-- begin --
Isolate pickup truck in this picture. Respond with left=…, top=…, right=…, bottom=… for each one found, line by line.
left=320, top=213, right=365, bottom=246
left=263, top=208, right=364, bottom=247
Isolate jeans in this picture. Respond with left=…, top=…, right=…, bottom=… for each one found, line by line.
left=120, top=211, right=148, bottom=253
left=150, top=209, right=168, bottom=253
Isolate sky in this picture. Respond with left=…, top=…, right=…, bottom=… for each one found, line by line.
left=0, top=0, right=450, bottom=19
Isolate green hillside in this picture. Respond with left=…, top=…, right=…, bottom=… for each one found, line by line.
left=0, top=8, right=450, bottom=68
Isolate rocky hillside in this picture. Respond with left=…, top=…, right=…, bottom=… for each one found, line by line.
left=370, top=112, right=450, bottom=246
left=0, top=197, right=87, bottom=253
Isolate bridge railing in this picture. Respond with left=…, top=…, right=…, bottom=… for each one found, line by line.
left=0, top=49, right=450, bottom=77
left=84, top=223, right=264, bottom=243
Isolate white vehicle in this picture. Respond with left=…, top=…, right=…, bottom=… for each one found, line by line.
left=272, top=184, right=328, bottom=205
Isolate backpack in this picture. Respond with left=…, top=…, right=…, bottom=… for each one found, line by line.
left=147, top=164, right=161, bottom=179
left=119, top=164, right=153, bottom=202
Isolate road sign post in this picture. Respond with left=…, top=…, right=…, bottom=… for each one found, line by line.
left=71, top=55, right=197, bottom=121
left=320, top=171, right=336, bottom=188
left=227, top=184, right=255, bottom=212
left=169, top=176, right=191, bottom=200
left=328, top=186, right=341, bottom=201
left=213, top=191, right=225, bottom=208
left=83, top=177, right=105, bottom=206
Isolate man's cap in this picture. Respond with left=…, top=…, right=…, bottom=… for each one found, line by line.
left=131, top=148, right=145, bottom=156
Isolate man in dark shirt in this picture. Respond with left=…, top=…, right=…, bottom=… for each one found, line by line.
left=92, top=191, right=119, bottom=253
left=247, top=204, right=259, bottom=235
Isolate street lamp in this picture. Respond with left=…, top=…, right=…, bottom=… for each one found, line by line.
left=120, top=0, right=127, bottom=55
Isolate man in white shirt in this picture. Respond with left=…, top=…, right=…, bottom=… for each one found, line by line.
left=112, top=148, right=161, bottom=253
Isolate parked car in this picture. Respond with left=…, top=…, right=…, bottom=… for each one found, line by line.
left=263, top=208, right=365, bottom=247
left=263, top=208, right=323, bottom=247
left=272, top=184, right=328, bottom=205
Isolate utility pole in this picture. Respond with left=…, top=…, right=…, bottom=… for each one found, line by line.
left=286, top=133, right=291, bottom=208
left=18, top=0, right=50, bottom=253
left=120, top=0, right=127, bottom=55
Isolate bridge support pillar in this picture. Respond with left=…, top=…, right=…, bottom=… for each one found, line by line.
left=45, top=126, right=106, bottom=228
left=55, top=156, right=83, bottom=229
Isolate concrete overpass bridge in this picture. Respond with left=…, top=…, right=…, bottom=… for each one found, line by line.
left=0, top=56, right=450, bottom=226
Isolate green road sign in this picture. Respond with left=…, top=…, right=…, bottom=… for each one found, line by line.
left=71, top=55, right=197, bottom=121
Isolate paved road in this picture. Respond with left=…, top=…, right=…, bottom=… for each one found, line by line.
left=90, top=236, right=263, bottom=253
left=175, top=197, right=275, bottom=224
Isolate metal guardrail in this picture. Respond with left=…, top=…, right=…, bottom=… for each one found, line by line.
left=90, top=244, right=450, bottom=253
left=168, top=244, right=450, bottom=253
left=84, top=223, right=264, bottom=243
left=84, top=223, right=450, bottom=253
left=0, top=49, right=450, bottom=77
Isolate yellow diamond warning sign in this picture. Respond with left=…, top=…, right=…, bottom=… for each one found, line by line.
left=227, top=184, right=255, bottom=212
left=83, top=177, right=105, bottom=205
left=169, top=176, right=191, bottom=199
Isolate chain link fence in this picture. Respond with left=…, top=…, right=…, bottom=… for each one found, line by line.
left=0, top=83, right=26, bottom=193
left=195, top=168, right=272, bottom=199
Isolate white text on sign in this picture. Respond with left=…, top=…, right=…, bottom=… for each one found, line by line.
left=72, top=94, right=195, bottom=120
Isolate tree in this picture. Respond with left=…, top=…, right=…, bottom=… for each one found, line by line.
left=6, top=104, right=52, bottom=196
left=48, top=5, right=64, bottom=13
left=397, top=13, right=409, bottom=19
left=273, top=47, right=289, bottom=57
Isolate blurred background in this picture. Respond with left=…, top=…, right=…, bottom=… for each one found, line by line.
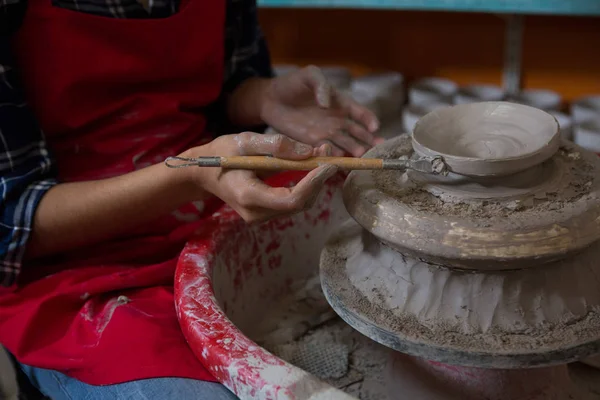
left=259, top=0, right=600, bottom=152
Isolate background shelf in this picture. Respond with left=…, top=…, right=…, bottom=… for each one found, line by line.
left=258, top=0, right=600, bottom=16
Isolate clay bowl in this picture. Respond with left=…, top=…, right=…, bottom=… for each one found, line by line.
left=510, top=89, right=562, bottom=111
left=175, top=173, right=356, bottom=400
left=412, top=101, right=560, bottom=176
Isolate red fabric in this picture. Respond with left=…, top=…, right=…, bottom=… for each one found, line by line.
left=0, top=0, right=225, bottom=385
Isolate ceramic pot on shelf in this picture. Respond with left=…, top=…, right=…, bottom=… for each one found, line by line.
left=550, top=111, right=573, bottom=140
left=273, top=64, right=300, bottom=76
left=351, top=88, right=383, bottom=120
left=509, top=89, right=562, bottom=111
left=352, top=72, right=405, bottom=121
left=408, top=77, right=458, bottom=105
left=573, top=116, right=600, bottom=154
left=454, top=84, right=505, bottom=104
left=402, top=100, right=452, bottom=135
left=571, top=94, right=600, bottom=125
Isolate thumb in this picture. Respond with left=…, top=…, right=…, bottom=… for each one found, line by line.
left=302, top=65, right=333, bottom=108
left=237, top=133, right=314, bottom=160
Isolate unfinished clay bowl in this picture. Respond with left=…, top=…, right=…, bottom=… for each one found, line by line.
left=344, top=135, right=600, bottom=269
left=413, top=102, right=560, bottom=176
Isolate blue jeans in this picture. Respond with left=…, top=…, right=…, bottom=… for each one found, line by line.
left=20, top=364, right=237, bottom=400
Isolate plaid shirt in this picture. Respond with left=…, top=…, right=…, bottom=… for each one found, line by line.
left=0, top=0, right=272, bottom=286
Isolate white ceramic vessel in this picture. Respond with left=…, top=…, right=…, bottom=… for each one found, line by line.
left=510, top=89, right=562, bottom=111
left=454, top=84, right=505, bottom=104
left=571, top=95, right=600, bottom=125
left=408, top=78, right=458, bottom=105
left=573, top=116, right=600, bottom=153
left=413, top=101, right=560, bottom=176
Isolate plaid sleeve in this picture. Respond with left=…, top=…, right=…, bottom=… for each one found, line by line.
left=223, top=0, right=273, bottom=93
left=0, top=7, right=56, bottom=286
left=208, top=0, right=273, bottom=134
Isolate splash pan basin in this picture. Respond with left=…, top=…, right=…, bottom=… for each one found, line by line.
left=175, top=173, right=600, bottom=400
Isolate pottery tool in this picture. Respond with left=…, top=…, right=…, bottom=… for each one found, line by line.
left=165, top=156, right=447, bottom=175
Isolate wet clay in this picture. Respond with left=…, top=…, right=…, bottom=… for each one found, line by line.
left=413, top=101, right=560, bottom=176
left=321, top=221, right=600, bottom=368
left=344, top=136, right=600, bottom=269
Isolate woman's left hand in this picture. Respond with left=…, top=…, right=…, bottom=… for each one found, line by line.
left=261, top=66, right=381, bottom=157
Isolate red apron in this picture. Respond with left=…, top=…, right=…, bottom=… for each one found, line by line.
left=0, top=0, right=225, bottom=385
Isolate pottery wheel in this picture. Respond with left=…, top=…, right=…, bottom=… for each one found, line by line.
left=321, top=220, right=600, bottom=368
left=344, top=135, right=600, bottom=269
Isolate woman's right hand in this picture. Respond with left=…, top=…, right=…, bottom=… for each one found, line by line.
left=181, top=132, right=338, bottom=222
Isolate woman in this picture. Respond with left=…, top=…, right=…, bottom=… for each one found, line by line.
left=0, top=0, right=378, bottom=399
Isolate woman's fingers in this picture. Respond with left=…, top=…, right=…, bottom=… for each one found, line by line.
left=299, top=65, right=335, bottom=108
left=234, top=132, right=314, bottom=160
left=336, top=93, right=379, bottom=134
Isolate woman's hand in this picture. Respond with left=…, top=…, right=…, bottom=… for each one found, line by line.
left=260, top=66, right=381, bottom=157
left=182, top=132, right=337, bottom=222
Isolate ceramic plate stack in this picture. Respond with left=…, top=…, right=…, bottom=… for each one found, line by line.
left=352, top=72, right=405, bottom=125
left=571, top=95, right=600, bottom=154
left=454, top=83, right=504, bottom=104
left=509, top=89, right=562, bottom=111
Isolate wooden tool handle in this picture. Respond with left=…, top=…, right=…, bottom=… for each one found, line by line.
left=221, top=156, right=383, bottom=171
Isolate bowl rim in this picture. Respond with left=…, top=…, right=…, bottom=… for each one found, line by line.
-- end --
▶ **Task directions**
Please write out again, unchanged, the lines of the items above, from the line that contains "Isolate white ceramic" down to the line that contains "left=165, top=156, right=447, bottom=175", including both of those lines.

▶ **Output of the task**
Isolate white ceramic vessel in this picture. Respond with left=…, top=…, right=…, bottom=… for each one found, line by line.
left=510, top=89, right=562, bottom=111
left=454, top=84, right=505, bottom=104
left=571, top=95, right=600, bottom=125
left=408, top=78, right=458, bottom=105
left=573, top=116, right=600, bottom=153
left=413, top=101, right=560, bottom=176
Isolate plaid sleeve in this picture. Respond with left=…, top=…, right=…, bottom=… for each one found, line by line.
left=223, top=0, right=273, bottom=93
left=0, top=7, right=56, bottom=286
left=208, top=0, right=273, bottom=134
Isolate splash pan basin in this picture. Respond with left=…, top=…, right=…, bottom=… for each one found, line by line.
left=175, top=173, right=600, bottom=400
Isolate pottery tool in this picture. Respond with left=…, top=…, right=…, bottom=… for each one found, line by line.
left=165, top=156, right=447, bottom=175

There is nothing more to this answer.